> **Stated problem**
Copy all records verbatim.

╔══

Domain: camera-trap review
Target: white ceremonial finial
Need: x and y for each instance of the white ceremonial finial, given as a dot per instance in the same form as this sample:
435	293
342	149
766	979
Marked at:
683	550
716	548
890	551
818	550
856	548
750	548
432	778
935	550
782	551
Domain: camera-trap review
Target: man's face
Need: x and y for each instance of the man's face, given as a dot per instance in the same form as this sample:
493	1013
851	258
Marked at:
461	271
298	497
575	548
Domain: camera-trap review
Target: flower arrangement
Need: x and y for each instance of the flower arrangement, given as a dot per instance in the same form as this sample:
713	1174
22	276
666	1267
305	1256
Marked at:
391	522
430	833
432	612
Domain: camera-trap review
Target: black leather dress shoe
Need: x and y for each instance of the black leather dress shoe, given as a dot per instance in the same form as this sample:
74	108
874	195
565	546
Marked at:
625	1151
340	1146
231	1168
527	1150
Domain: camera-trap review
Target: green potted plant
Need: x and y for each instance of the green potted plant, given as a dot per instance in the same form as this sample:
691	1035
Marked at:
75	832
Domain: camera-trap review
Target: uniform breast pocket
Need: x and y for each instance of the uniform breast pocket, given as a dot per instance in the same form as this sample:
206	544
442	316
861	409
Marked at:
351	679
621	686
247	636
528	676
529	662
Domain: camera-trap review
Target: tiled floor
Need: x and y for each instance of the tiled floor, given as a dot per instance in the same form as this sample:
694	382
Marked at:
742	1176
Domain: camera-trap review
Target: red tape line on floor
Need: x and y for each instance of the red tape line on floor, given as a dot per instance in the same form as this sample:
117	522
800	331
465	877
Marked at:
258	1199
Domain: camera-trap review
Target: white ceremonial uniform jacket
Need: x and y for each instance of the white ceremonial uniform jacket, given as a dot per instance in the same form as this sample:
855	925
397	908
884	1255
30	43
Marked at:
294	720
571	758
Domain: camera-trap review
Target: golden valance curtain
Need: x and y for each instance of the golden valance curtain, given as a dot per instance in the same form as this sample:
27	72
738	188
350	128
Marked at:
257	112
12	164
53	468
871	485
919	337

╚══

> **Written answer**
Domain: camera-trap review
Target: white ceremonial finial
Need: x and y for each instance of the white ceremonial finial, given as a dot per instance in the same form as this sample:
435	293
342	149
766	979
Marked at:
683	550
716	548
890	551
818	550
856	548
750	548
432	778
935	550
782	551
Domain: camera-trap review
Target: man's face
Need: x and y for each instance of the man's face, given as a dot per instance in the same form as this sample:
493	1013
851	258
Marked at:
461	271
298	497
575	548
Domain: camera-trap review
Target: flower arrangement
Need: x and y for each instance of the flower arrangement, given as a dot per instance in the same form as this sample:
713	1174
22	276
666	1267
305	1256
Marked at:
391	522
430	833
432	612
Domain: camera-trap review
Target: black leather dress shoe
Need: x and y for each instance of the black leather dress shoe, given as a dot per instance in the same form as this sample:
74	108
874	195
565	546
Marked at:
625	1151
340	1146
231	1168
527	1150
Domain: camera-trap review
Target: green potted plant
Need: x and y for each instance of the green potted plant, given as a dot per instance in the same form as this sample:
691	1035
Marked at:
75	832
Domain: camera-trap review
Target: uniform breast pocket
Need: x and y for each instance of the uniform breast pocket, given as a dot per instance in the same form as this sample:
206	544
442	316
861	409
Marked at:
351	679
621	686
247	636
528	676
529	662
Domain: camera-trap review
Target: tiled floor
Need: x and y for each instance of the tiled floor, given as a dot per instance in the same form as this sample:
694	382
Marked at:
742	1176
Domain: camera-trap review
Target: red tape line on floor
Need: x and y for each instance of the red tape line on floor, given as a dot per instance in the same form as this sample:
117	522
800	331
465	877
Marked at:
258	1199
Domain: camera-trap review
Target: white ceremonial uniform jacket
Need: x and y for each instance of the white ceremonial uniform jacket, given as a dot per instance in the same form as this sample:
855	925
397	908
884	1255
30	43
Marked at:
294	720
571	758
Domain: camera-trap review
Target: golden valance curtain
Need: x and y for each instance of the golden valance curtain, given as a dot per instance in the same form as this sample:
27	72
738	188
350	128
Marked at:
257	112
12	164
53	468
871	485
919	337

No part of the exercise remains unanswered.